● **Problem description**: Return every one of the records below word for word, keeping their order.

● **Task inputs**:
******************************

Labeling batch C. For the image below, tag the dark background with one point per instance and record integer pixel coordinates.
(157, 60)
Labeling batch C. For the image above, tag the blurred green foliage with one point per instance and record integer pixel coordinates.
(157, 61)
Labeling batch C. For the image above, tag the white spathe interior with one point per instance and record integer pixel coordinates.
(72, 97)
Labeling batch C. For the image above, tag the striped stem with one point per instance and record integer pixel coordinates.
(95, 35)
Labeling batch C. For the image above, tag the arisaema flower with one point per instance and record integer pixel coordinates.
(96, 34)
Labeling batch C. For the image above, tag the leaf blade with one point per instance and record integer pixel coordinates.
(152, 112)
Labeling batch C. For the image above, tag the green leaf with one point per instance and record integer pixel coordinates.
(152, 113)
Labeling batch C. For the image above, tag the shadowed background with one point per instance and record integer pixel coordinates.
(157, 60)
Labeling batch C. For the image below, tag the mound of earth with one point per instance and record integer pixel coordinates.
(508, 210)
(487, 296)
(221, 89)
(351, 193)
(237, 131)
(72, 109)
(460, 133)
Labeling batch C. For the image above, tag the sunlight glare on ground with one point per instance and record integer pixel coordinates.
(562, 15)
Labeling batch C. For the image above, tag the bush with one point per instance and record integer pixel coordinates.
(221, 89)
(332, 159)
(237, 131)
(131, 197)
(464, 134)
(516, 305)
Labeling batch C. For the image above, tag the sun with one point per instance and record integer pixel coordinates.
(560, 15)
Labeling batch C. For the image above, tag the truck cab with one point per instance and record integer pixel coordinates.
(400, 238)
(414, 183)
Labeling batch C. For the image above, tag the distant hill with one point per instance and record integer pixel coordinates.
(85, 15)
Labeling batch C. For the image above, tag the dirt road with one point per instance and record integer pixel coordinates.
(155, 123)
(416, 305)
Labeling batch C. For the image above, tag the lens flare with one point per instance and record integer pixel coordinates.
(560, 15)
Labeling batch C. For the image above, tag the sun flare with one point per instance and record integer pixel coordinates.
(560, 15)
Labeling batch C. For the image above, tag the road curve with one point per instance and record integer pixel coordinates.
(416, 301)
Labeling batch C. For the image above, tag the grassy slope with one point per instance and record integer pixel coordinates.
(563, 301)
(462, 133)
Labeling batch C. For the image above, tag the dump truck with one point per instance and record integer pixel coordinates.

******************************

● **Task result**:
Labeling batch C. For the image below, tag the dark background with one point per instance and record integer pixel coordinates.
(157, 60)
Labeling batch C. For the image above, tag the blurred green foliage with one point per instance and record integer pixel coordinates.
(157, 61)
Labeling batch C. For the image above, tag the white spathe interior with one point per instance and record integer pixel coordinates.
(72, 97)
Labeling batch C. For the image above, tag the striped stem with one point per instance and record integer pixel coordinates.
(95, 35)
Labeling batch C. For the image above, tag the arisaema flower with one point per instance and record integer pixel coordinates.
(96, 34)
Labeling batch C. For the image above, tag the leaf blade with one point per instance and record integer pixel coordinates.
(152, 112)
Labeling batch C. For the image above, tag the green leaf with one point per instance and record integer pixel coordinates.
(152, 113)
Labeling batch C. For the image above, tag the shadowed background with one point per instance and record integer pixel coordinates.
(157, 60)
Labeling batch C. For the image below, tag the mound of earth with one point per instance and record integer pixel coordinates.
(508, 210)
(487, 296)
(221, 89)
(351, 193)
(237, 131)
(72, 109)
(460, 133)
Labeling batch C. For the image above, tag the sunlight glare on ground with one point per instance and record integer pixel coordinates.
(562, 15)
Labeling batch C. For the image above, tag the bush with one point per instance and record integer pixel coordinates.
(221, 89)
(332, 159)
(237, 131)
(131, 197)
(464, 134)
(516, 305)
Labeling batch C. For the image above, tag the sun with one point per instance and record integer pixel coordinates.
(560, 15)
Labeling batch C. For the image above, tag the truck cab with one point per instance and record integer pixel coordinates.
(400, 238)
(414, 183)
Labeling batch C. For the image above, tag the distant hill with one point per instance and record integer pixel coordinates.
(85, 15)
Labeling batch C. For the image above, tag the dirt road with one point per instance and record integer pixel coordinates.
(155, 123)
(416, 305)
Labeling batch C. For the image above, tag the lens flare with one point per instance and record integer pixel coordinates.
(560, 15)
Labeling batch C. For the image above, tag the sun flare with one point per instance and record integer pixel coordinates.
(560, 15)
Labeling batch C. For the image above, tag the road curve with one point per instance and record integer pixel coordinates.
(416, 301)
Labeling batch C. For the image above, tag the grassy slope with one point per instance and record integer pixel coordinates.
(563, 301)
(462, 133)
Labeling batch C. For the image above, tag the dump truck with one point per instance and record integer pixel coordinates.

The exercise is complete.